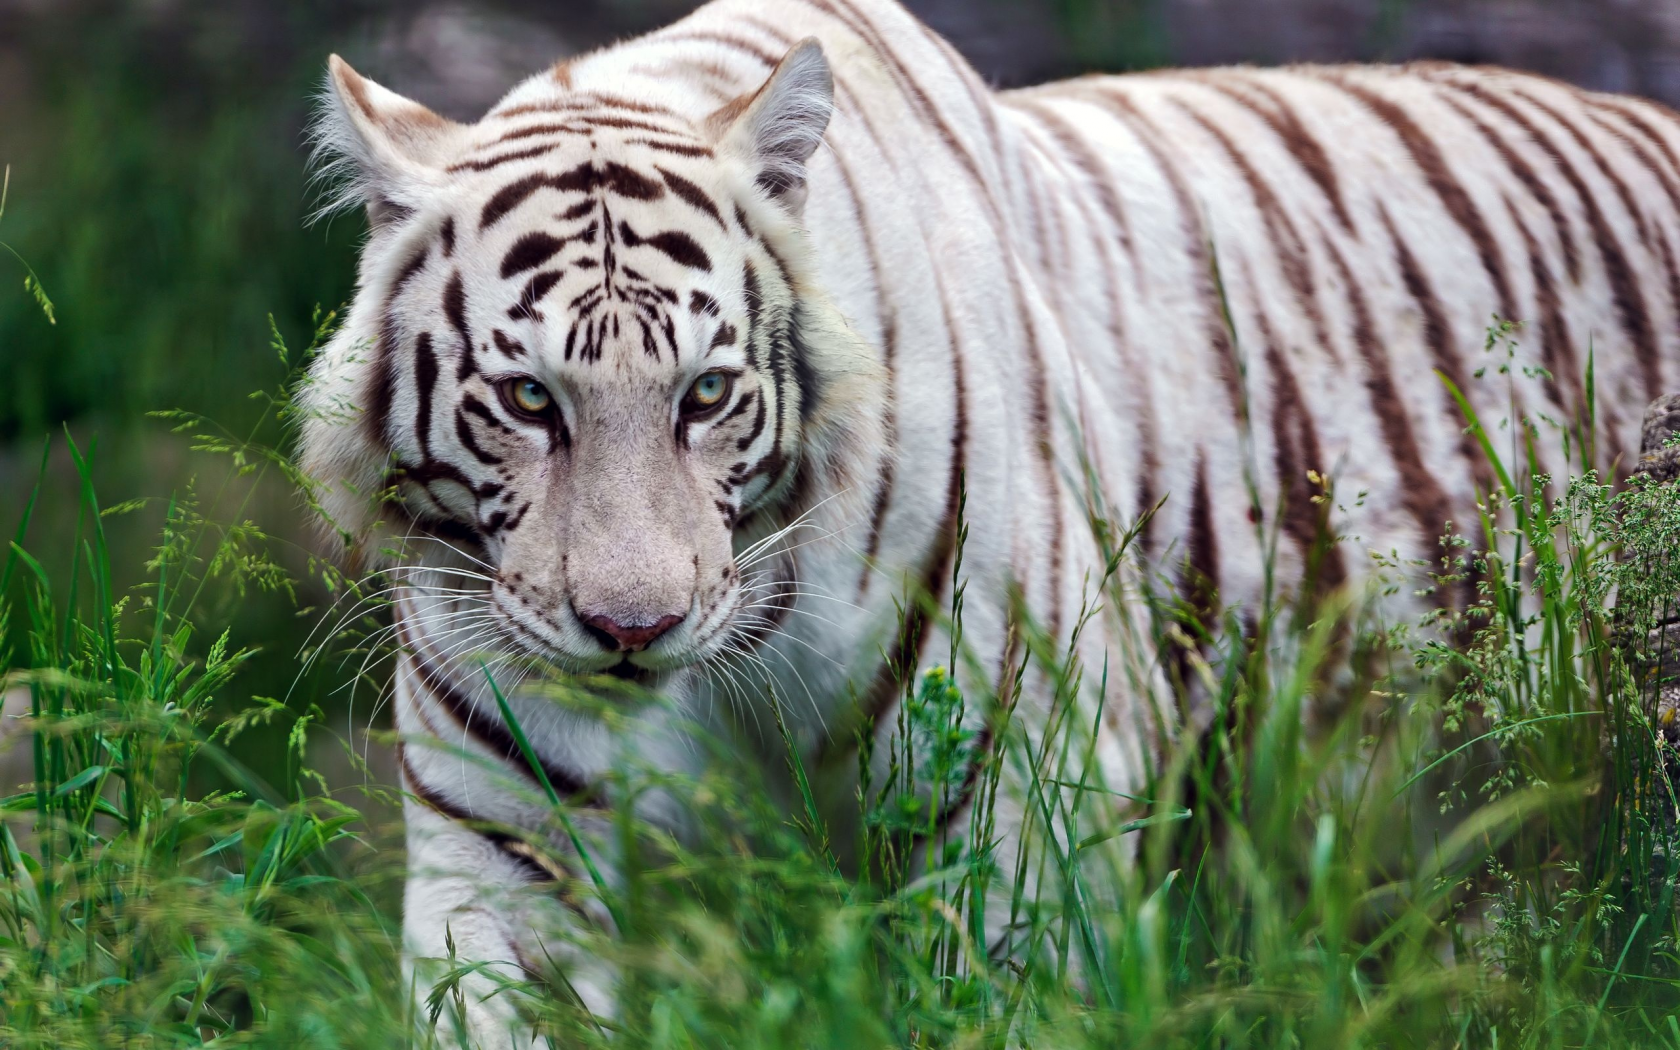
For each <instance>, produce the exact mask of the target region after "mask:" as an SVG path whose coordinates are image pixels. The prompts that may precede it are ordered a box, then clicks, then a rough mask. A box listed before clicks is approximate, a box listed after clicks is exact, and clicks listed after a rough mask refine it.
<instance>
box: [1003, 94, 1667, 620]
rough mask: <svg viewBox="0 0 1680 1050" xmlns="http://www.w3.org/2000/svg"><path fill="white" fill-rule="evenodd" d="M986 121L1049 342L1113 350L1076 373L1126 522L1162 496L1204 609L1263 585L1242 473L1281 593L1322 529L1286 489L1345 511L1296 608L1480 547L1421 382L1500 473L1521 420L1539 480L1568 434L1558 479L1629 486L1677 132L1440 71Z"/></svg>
mask: <svg viewBox="0 0 1680 1050" xmlns="http://www.w3.org/2000/svg"><path fill="white" fill-rule="evenodd" d="M1001 101H1003V109H1005V113H1006V114H1010V116H1011V118H1013V119H1015V121H1016V126H1018V128H1020V133H1021V136H1023V138H1025V139H1028V143H1030V146H1028V150H1030V151H1032V153H1033V155H1035V156H1037V158H1038V165H1035V166H1033V168H1030V170H1032V171H1033V175H1035V176H1038V178H1040V180H1042V181H1038V185H1037V186H1030V188H1028V192H1026V207H1025V208H1023V210H1021V213H1025V215H1030V217H1033V218H1032V223H1033V227H1032V230H1030V240H1032V244H1035V245H1037V249H1038V260H1037V267H1035V269H1037V270H1038V272H1040V274H1042V281H1043V284H1045V287H1047V289H1050V291H1048V294H1050V296H1052V297H1057V301H1058V314H1060V316H1062V318H1063V321H1065V326H1067V333H1068V339H1070V344H1072V346H1075V348H1087V346H1099V344H1100V341H1104V338H1105V336H1107V341H1109V344H1119V346H1126V348H1127V349H1129V351H1131V353H1127V354H1105V353H1100V351H1099V353H1085V351H1075V353H1077V354H1079V356H1080V360H1082V361H1084V363H1085V365H1087V366H1089V368H1090V370H1092V373H1094V378H1095V380H1097V383H1099V386H1100V388H1102V390H1104V391H1105V395H1107V396H1109V398H1110V403H1116V405H1122V407H1126V408H1122V413H1124V415H1126V417H1129V423H1131V430H1129V433H1127V437H1129V442H1131V447H1132V449H1134V450H1136V460H1137V462H1139V467H1141V469H1139V474H1137V477H1136V489H1132V491H1131V492H1126V496H1131V497H1132V499H1134V501H1136V502H1134V506H1136V507H1139V509H1141V507H1146V506H1149V504H1151V502H1152V501H1154V499H1156V497H1159V496H1163V494H1168V492H1171V494H1174V499H1173V501H1169V506H1168V507H1164V509H1163V517H1164V521H1163V524H1164V529H1166V531H1168V534H1169V536H1174V538H1181V541H1183V544H1184V546H1183V554H1184V556H1186V558H1188V559H1189V561H1191V563H1193V564H1194V566H1196V568H1198V570H1200V571H1201V573H1205V575H1206V578H1208V580H1210V581H1211V583H1215V585H1218V588H1220V591H1221V593H1223V595H1226V598H1236V600H1243V598H1248V600H1252V596H1253V595H1255V593H1257V588H1258V586H1260V580H1258V568H1260V564H1262V558H1263V551H1262V549H1260V546H1258V541H1257V531H1255V529H1253V521H1252V517H1253V516H1252V514H1250V507H1248V499H1247V497H1245V480H1243V477H1245V475H1243V470H1245V467H1248V465H1250V464H1252V465H1253V469H1255V474H1257V480H1258V484H1260V494H1262V497H1260V511H1262V512H1263V514H1270V512H1273V511H1277V512H1278V516H1280V521H1277V522H1273V524H1277V526H1278V528H1280V529H1282V533H1284V538H1285V543H1284V544H1282V548H1280V556H1282V561H1284V578H1285V580H1292V578H1299V575H1300V573H1302V564H1304V561H1305V556H1307V553H1309V551H1312V549H1314V546H1315V543H1317V534H1319V528H1320V522H1319V521H1317V512H1315V511H1314V504H1312V497H1314V496H1317V484H1315V482H1312V480H1309V474H1307V472H1309V470H1314V472H1317V474H1320V475H1331V477H1334V479H1336V484H1337V486H1339V489H1341V492H1342V496H1344V497H1349V496H1351V494H1354V492H1366V494H1368V496H1366V499H1364V501H1362V502H1364V506H1362V507H1354V506H1352V501H1351V499H1344V501H1342V502H1344V506H1346V507H1347V509H1349V514H1346V516H1341V514H1337V516H1336V521H1332V522H1331V524H1332V528H1336V529H1337V531H1344V533H1347V534H1349V539H1352V541H1354V543H1347V544H1344V548H1346V549H1331V551H1327V553H1326V558H1324V563H1322V564H1320V566H1319V583H1327V585H1334V583H1341V581H1344V580H1347V578H1349V576H1351V575H1352V576H1359V575H1364V573H1366V571H1369V564H1362V563H1366V561H1368V559H1366V558H1364V551H1366V549H1376V551H1381V553H1391V551H1398V553H1399V554H1401V556H1403V558H1425V559H1431V561H1433V559H1435V556H1436V553H1438V548H1436V541H1438V539H1440V536H1441V533H1443V529H1445V528H1446V522H1448V521H1452V522H1455V524H1457V526H1458V528H1465V529H1470V531H1472V533H1473V531H1475V528H1477V526H1475V497H1477V492H1482V494H1485V492H1488V491H1490V489H1492V487H1494V477H1492V467H1490V465H1488V462H1487V457H1485V455H1483V452H1482V450H1480V449H1478V447H1477V442H1475V438H1473V435H1470V433H1468V432H1467V425H1465V418H1463V413H1462V410H1460V408H1458V407H1457V403H1455V402H1453V398H1452V393H1450V388H1448V385H1446V383H1443V380H1448V381H1450V383H1452V385H1453V386H1457V388H1458V390H1460V391H1463V393H1465V395H1467V396H1468V400H1470V402H1472V405H1473V407H1475V410H1477V413H1478V415H1480V418H1482V420H1483V423H1485V425H1487V427H1488V430H1490V432H1497V430H1504V432H1505V437H1504V438H1500V437H1499V435H1497V433H1495V440H1497V442H1500V447H1502V452H1504V454H1505V455H1507V457H1509V459H1514V460H1517V459H1520V457H1512V455H1510V452H1512V447H1510V442H1509V433H1510V430H1509V425H1510V423H1512V422H1515V420H1520V418H1529V420H1536V422H1537V423H1539V427H1541V433H1539V440H1537V449H1539V452H1541V459H1542V462H1541V467H1542V469H1546V470H1549V472H1562V470H1566V469H1567V467H1569V465H1567V464H1564V462H1562V442H1564V432H1567V430H1571V428H1574V427H1576V425H1581V427H1583V428H1584V427H1586V422H1588V420H1589V418H1594V417H1596V420H1598V435H1596V437H1598V462H1596V464H1584V462H1583V459H1581V450H1579V449H1576V459H1574V464H1572V467H1574V469H1576V470H1581V469H1586V467H1599V469H1603V470H1609V469H1611V467H1616V469H1620V470H1621V472H1623V474H1626V472H1628V470H1631V469H1633V462H1631V460H1630V455H1628V450H1636V449H1638V425H1640V415H1641V410H1643V405H1645V403H1646V402H1648V400H1650V398H1653V396H1656V395H1660V393H1663V391H1665V390H1667V388H1668V386H1667V385H1668V383H1672V381H1673V380H1675V366H1677V365H1675V358H1677V348H1680V277H1677V269H1675V254H1677V244H1680V240H1677V239H1680V163H1677V161H1680V123H1677V121H1675V119H1673V114H1672V113H1668V111H1665V109H1662V108H1660V106H1656V104H1651V102H1643V101H1638V99H1628V97H1616V96H1601V94H1591V92H1584V91H1578V89H1574V87H1569V86H1564V84H1557V82H1554V81H1546V79H1541V77H1530V76H1522V74H1514V72H1505V71H1482V69H1463V67H1452V66H1438V64H1423V66H1408V67H1394V69H1383V67H1342V69H1336V67H1302V69H1287V71H1258V69H1223V71H1206V72H1166V74H1142V76H1126V77H1087V79H1080V81H1072V82H1065V84H1052V86H1047V87H1040V89H1030V91H1021V92H1010V94H1006V96H1003V99H1001ZM1104 176H1107V178H1104ZM1085 215H1102V217H1104V220H1105V222H1104V225H1102V228H1104V230H1105V232H1107V234H1109V239H1107V244H1100V242H1099V240H1097V237H1095V232H1097V227H1094V225H1092V223H1087V222H1084V217H1085ZM1137 245H1158V247H1156V249H1154V250H1144V252H1142V254H1141V252H1139V247H1137ZM1161 245H1171V247H1169V249H1168V250H1159V249H1161ZM1105 289H1114V291H1112V292H1107V294H1102V292H1104V291H1105ZM1080 292H1087V294H1084V296H1082V294H1080ZM1089 292H1099V294H1097V296H1090V294H1089ZM1221 292H1223V296H1225V301H1226V302H1228V306H1230V324H1226V319H1225V316H1223V312H1221V309H1223V304H1221V297H1220V296H1221ZM1500 319H1502V321H1514V323H1522V329H1520V331H1519V333H1517V339H1519V343H1520V351H1519V354H1517V361H1515V371H1517V373H1519V375H1517V376H1515V381H1510V383H1507V381H1505V376H1504V375H1500V366H1502V365H1505V360H1504V356H1502V354H1490V353H1488V348H1487V334H1485V333H1487V331H1488V329H1490V328H1492V326H1495V324H1497V321H1500ZM1589 354H1591V358H1593V368H1594V383H1596V396H1594V403H1593V405H1588V390H1586V371H1588V358H1589ZM1522 366H1529V368H1530V373H1529V375H1520V371H1522ZM1532 366H1539V368H1542V370H1544V373H1546V375H1539V373H1536V371H1532ZM1136 391H1142V393H1136ZM1579 433H1584V430H1581V432H1576V433H1571V435H1569V437H1571V438H1572V437H1579ZM1245 438H1252V452H1250V454H1248V455H1252V459H1247V462H1245V455H1243V454H1242V449H1243V444H1245ZM1514 465H1515V462H1514ZM1186 496H1188V497H1189V499H1184V497H1186ZM1173 502H1178V504H1179V506H1178V507H1176V509H1174V507H1171V504H1173ZM1441 598H1443V600H1450V598H1452V596H1448V595H1443V596H1441Z"/></svg>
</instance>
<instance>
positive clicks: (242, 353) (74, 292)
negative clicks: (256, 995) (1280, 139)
mask: <svg viewBox="0 0 1680 1050" xmlns="http://www.w3.org/2000/svg"><path fill="white" fill-rule="evenodd" d="M690 7H692V3H684V2H679V0H548V2H543V3H536V2H521V0H501V2H497V0H479V2H464V0H440V2H430V3H396V2H393V0H294V2H287V3H281V2H277V0H215V2H207V0H200V2H183V0H0V165H10V170H12V171H10V197H8V200H7V203H5V212H3V217H0V242H7V244H8V245H10V247H13V249H15V250H17V252H18V254H20V255H22V257H24V259H27V260H29V262H30V264H32V265H34V269H35V272H37V274H39V277H40V282H42V286H44V287H45V291H47V294H49V296H50V297H52V301H54V302H55V306H57V324H49V323H47V319H45V318H44V316H42V312H40V309H39V307H37V306H35V304H34V302H32V301H30V297H29V296H27V294H25V291H24V287H22V279H24V274H25V270H24V269H22V267H20V265H18V262H17V260H15V259H12V257H10V255H7V254H5V252H3V250H0V534H3V536H8V534H10V531H12V528H13V526H15V522H17V517H18V514H20V512H22V504H24V499H25V496H27V492H29V489H30V486H32V479H34V474H35V465H37V462H39V457H40V449H42V442H44V440H45V438H47V437H49V435H59V433H60V432H62V428H64V427H69V430H71V432H72V433H74V435H76V437H77V440H81V442H89V440H94V438H96V437H97V460H96V464H97V465H96V479H97V484H99V491H101V497H102V501H104V504H108V506H111V504H116V502H119V501H128V499H136V497H153V499H155V502H151V504H148V506H144V507H143V509H139V511H136V512H133V514H126V516H123V517H118V519H113V521H111V529H113V546H114V561H116V564H118V576H119V581H121V583H129V585H131V583H138V581H139V580H141V576H143V571H144V570H143V563H144V556H146V553H148V551H150V546H151V544H153V543H155V538H156V534H158V526H160V522H161V517H163V509H161V507H163V502H161V499H158V497H168V496H171V494H181V492H186V491H190V489H192V486H193V484H195V482H193V479H195V477H202V479H205V480H203V487H210V486H212V482H213V484H220V479H223V477H225V475H227V464H225V460H223V459H212V457H207V455H202V454H193V452H190V450H188V442H185V440H183V438H181V437H178V435H173V433H170V428H168V425H166V423H163V422H158V420H155V418H148V415H146V413H148V412H151V410H160V408H186V410H193V412H198V413H203V415H207V417H212V418H215V420H218V422H220V423H223V425H225V427H227V428H228V430H230V432H235V433H245V432H247V430H249V428H250V427H252V425H254V422H255V420H257V417H259V412H260V408H262V405H260V403H259V402H254V400H250V398H249V393H250V391H254V390H260V388H272V386H274V385H276V383H279V381H281V380H282V375H284V370H282V366H281V365H279V361H277V360H276V354H274V351H272V349H270V346H269V321H267V318H269V316H270V314H272V318H274V324H276V326H277V329H279V333H281V334H282V336H284V338H286V339H287V341H289V343H292V344H294V346H296V348H301V346H302V344H306V343H307V334H309V328H311V314H312V311H314V309H316V307H318V306H323V307H328V309H331V307H334V306H338V304H341V302H343V301H344V299H348V297H349V294H351V279H353V255H354V249H356V244H358V239H360V235H361V218H360V217H348V218H339V220H336V222H333V223H329V225H316V227H306V225H304V222H302V217H304V215H306V212H307V190H306V173H304V155H306V151H304V146H302V128H304V123H306V119H307V114H309V99H311V96H312V94H314V91H316V89H318V87H319V79H321V71H323V64H324V60H326V55H328V54H329V52H334V50H336V52H341V54H344V55H346V57H348V59H349V60H351V62H353V64H354V66H356V67H358V69H360V71H363V72H365V74H370V76H373V77H375V79H378V81H381V82H385V84H386V86H390V87H393V89H396V91H400V92H403V94H408V96H412V97H417V99H420V101H423V102H427V104H428V106H432V108H435V109H438V111H440V113H445V114H449V116H454V118H460V119H470V118H474V116H477V114H479V113H482V111H484V109H486V108H487V106H489V104H492V102H494V101H496V99H497V97H499V96H501V92H502V91H506V89H507V87H509V86H511V84H512V82H516V81H517V79H519V77H522V76H526V74H529V72H533V71H538V69H541V67H544V66H548V64H549V62H553V60H554V59H556V57H559V55H564V54H570V52H576V50H583V49H590V47H595V45H600V44H603V42H608V40H612V39H615V37H622V35H628V34H635V32H640V30H645V29H650V27H655V25H660V24H664V22H669V20H674V18H677V17H680V15H682V13H685V12H687V10H689V8H690ZM911 7H912V8H914V10H916V12H917V13H921V17H922V18H926V20H927V22H929V24H931V25H932V27H934V29H937V30H939V32H942V34H944V35H946V37H949V39H951V40H953V42H954V44H956V45H958V47H959V49H961V50H963V52H964V54H966V55H968V57H969V59H971V60H973V62H974V66H976V67H978V69H979V71H981V72H983V74H984V77H986V79H988V81H991V82H993V84H998V86H1016V84H1026V82H1033V81H1042V79H1048V77H1058V76H1068V74H1075V72H1084V71H1090V69H1107V71H1124V69H1147V67H1156V66H1169V64H1213V62H1260V64H1277V62H1292V60H1373V59H1381V60H1403V59H1416V57H1435V59H1453V60H1463V62H1499V64H1505V66H1514V67H1522V69H1532V71H1539V72H1546V74H1551V76H1557V77H1564V79H1569V81H1574V82H1579V84H1584V86H1591V87H1601V89H1613V91H1631V92H1640V94H1646V96H1651V97H1656V99H1662V101H1667V102H1670V104H1680V0H911ZM270 437H274V440H277V435H270ZM47 479H49V486H47V492H45V496H44V506H42V512H40V516H39V517H37V522H35V528H34V529H32V533H30V538H29V546H30V549H32V551H34V553H35V554H37V556H40V558H42V559H44V561H45V563H47V564H49V566H64V564H67V563H69V559H71V556H72V551H71V549H69V546H71V544H69V541H67V536H71V534H72V524H74V521H72V519H74V514H76V504H74V491H76V487H74V484H76V482H74V474H72V470H71V465H69V457H67V455H66V454H64V449H62V440H55V445H54V452H52V455H50V460H49V475H47ZM234 511H235V507H223V509H222V512H228V514H230V512H234ZM242 516H245V517H250V519H254V521H257V522H260V524H262V526H264V528H265V529H269V531H270V533H274V534H276V536H277V538H279V539H281V543H282V549H284V551H287V553H286V558H287V559H289V561H291V564H292V566H294V568H297V570H301V568H302V566H304V559H306V551H307V534H306V529H304V524H306V522H304V514H302V512H301V509H299V507H297V506H296V501H294V497H292V494H291V492H289V491H287V489H286V487H284V486H281V484H267V486H264V487H262V489H260V491H259V492H257V494H255V496H254V499H252V502H250V504H249V506H247V507H245V509H244V511H242ZM218 601H222V606H220V608H218V610H213V617H208V618H210V620H212V622H215V620H217V618H218V617H220V618H223V620H225V622H228V623H232V625H234V638H235V642H237V643H245V645H259V643H260V645H262V647H264V650H265V655H264V657H262V662H260V664H259V665H257V675H259V677H257V680H255V682H254V684H250V689H254V690H257V692H269V694H272V696H284V694H286V690H287V687H289V685H291V682H292V679H294V677H296V657H294V654H296V650H297V645H299V642H301V638H302V635H304V632H306V630H307V627H311V625H312V623H314V622H316V620H318V618H319V612H314V613H309V612H306V613H299V612H297V608H296V606H294V605H292V603H291V601H289V600H286V598H282V596H265V595H260V593H247V595H245V596H240V595H235V593H228V595H225V596H222V598H218ZM301 603H302V605H304V606H318V605H319V595H312V593H309V588H307V586H304V590H302V593H301ZM15 627H17V625H13V628H15ZM336 677H338V675H334V674H331V672H329V674H328V675H326V677H324V679H323V682H328V680H333V679H336ZM247 680H249V679H247ZM297 696H299V697H307V699H316V701H318V702H321V706H323V707H324V709H326V711H328V714H329V716H333V717H334V719H336V721H338V724H339V727H341V729H343V727H344V726H346V724H349V722H360V721H363V719H365V717H366V716H368V712H370V709H371V704H370V706H366V707H360V709H358V711H348V709H346V707H344V704H346V699H344V694H343V692H331V690H328V687H326V685H324V684H306V687H304V689H302V690H301V692H299V694H297ZM368 701H371V697H370V696H368V694H363V697H361V699H358V704H365V702H368ZM244 746H245V749H247V753H249V754H247V756H245V758H247V759H249V761H250V763H252V764H255V766H257V768H259V769H265V771H272V763H277V761H282V759H281V758H279V753H281V751H282V749H281V748H279V744H272V746H269V743H265V741H264V738H262V734H252V736H249V738H247V741H245V744H244ZM265 749H267V751H272V754H269V753H265ZM5 780H12V778H5ZM8 788H10V785H0V795H3V793H5V791H7V790H8Z"/></svg>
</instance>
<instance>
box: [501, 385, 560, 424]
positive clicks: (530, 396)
mask: <svg viewBox="0 0 1680 1050" xmlns="http://www.w3.org/2000/svg"><path fill="white" fill-rule="evenodd" d="M507 400H509V402H512V403H514V408H517V410H519V412H526V413H529V415H541V413H544V412H548V407H549V405H553V403H554V396H553V395H549V391H548V388H546V386H543V385H541V383H538V381H536V380H533V378H529V376H528V378H522V380H509V381H507Z"/></svg>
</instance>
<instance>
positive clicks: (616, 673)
mask: <svg viewBox="0 0 1680 1050" xmlns="http://www.w3.org/2000/svg"><path fill="white" fill-rule="evenodd" d="M601 674H610V675H613V677H615V679H623V680H625V682H635V684H637V685H652V684H654V680H655V679H659V677H660V675H662V674H664V672H659V670H654V669H652V667H638V665H635V664H632V662H630V657H628V655H627V657H625V659H623V660H618V662H617V664H613V665H612V667H608V669H606V670H603V672H601Z"/></svg>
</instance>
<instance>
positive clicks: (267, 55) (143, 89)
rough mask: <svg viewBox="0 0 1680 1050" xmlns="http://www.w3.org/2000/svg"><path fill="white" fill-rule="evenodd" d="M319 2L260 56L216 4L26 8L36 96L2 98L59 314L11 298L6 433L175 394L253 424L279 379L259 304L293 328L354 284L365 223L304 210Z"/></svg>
mask: <svg viewBox="0 0 1680 1050" xmlns="http://www.w3.org/2000/svg"><path fill="white" fill-rule="evenodd" d="M71 7H72V8H74V7H76V5H71ZM318 7H319V8H324V7H326V5H316V3H304V5H294V7H292V8H289V10H287V20H296V24H294V25H292V27H289V29H292V30H296V32H284V34H279V37H284V39H286V40H287V42H289V44H291V45H289V47H284V49H281V52H279V54H270V55H265V60H262V62H250V60H249V59H250V55H252V54H254V52H252V50H250V49H249V47H245V45H240V44H242V37H244V34H242V32H240V34H235V32H234V27H228V25H227V24H220V22H218V20H217V18H213V17H212V18H205V20H203V24H202V25H200V29H198V32H197V34H195V35H185V37H183V35H181V34H180V32H178V29H180V24H181V22H183V20H173V22H170V24H168V27H165V25H163V24H160V22H155V20H148V17H146V13H144V10H139V8H136V7H126V5H124V7H108V8H104V10H102V17H89V15H91V12H79V10H67V12H62V13H59V15H57V17H42V18H32V20H27V22H24V24H22V27H20V30H22V32H20V34H18V37H17V44H18V45H20V50H22V52H24V54H27V55H29V57H27V66H25V67H27V71H29V74H30V87H32V91H35V92H37V94H35V96H34V97H27V99H24V102H25V106H24V108H22V109H24V113H13V106H5V108H3V109H5V114H3V119H5V123H7V133H5V138H3V139H0V150H3V153H5V156H3V160H5V161H8V163H10V165H12V202H10V207H8V213H7V240H8V242H10V244H12V245H13V247H15V249H17V250H18V254H22V255H24V257H25V259H29V260H30V264H32V265H34V267H35V270H37V272H39V276H40V281H42V284H44V286H45V289H47V291H49V294H50V296H52V297H54V301H55V302H57V307H59V324H57V326H49V324H47V323H45V319H44V318H42V314H40V311H39V309H37V307H35V304H34V302H32V301H30V297H29V296H18V294H5V296H0V353H3V358H5V381H3V383H0V442H10V440H18V438H24V440H25V442H29V444H34V440H37V438H39V437H40V435H42V433H44V432H47V430H50V428H55V425H57V423H60V422H64V420H81V418H97V420H101V422H102V423H106V425H108V427H109V425H113V423H114V425H116V430H121V428H124V425H128V423H133V422H136V420H138V418H139V417H141V415H143V413H144V412H148V410H153V408H163V407H186V408H193V410H200V412H208V413H212V415H217V418H222V420H223V422H225V423H228V425H240V423H242V422H244V420H247V418H252V415H254V413H252V412H250V410H249V408H247V407H245V405H244V393H245V391H250V390H257V388H260V386H264V385H267V381H269V380H270V378H272V360H270V358H269V354H267V351H265V344H267V338H265V316H267V314H270V312H272V314H276V318H277V321H279V323H281V326H282V329H287V331H299V329H301V328H302V326H306V324H307V319H309V314H311V311H312V307H314V306H316V304H319V302H324V304H329V306H331V304H336V301H338V299H341V297H344V296H346V294H348V291H349V287H351V279H353V250H354V244H356V239H358V235H360V220H354V218H353V220H341V222H336V223H333V225H331V227H318V228H306V227H304V223H302V217H304V213H306V210H307V200H306V173H304V150H302V126H304V121H306V114H307V104H309V97H311V94H312V89H314V82H316V77H318V76H319V72H318V71H319V60H321V54H318V52H319V50H321V49H312V47H299V45H297V44H299V42H301V40H307V39H321V37H323V35H324V34H326V30H329V29H331V25H333V24H334V22H336V18H331V17H321V15H323V13H324V12H312V10H311V8H318ZM307 25H314V27H316V29H312V30H304V29H297V27H307ZM230 59H235V60H230ZM7 282H8V284H10V282H12V276H10V274H7Z"/></svg>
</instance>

= Exercise prompt =
A complete answer gives every line of the records holding "rough".

= Result of this task =
For each <instance>, produce the exact mask of the target region after "mask:" as an SVG path whose coordinates are image pixels. The prompts that may precede it are ordered a box, then clicks, then a rough mask. A box listed before clicks is approximate, a box listed after clicks is exact, and clicks listed after a rough mask refine it.
rough mask: <svg viewBox="0 0 1680 1050" xmlns="http://www.w3.org/2000/svg"><path fill="white" fill-rule="evenodd" d="M986 121L1049 342L1113 350L1076 373L1126 522L1162 496L1204 609L1263 585L1242 473L1281 593L1322 529L1286 489L1345 511L1296 608L1480 547L1421 382L1500 473L1521 420L1539 480L1568 434L1558 479L1629 486L1677 132L1440 71Z"/></svg>
rough mask: <svg viewBox="0 0 1680 1050" xmlns="http://www.w3.org/2000/svg"><path fill="white" fill-rule="evenodd" d="M319 2L260 56L216 4L26 8L36 96L2 98L59 314L11 298L6 433L175 394L253 424L279 379L259 304L293 328L354 284L365 223L304 210Z"/></svg>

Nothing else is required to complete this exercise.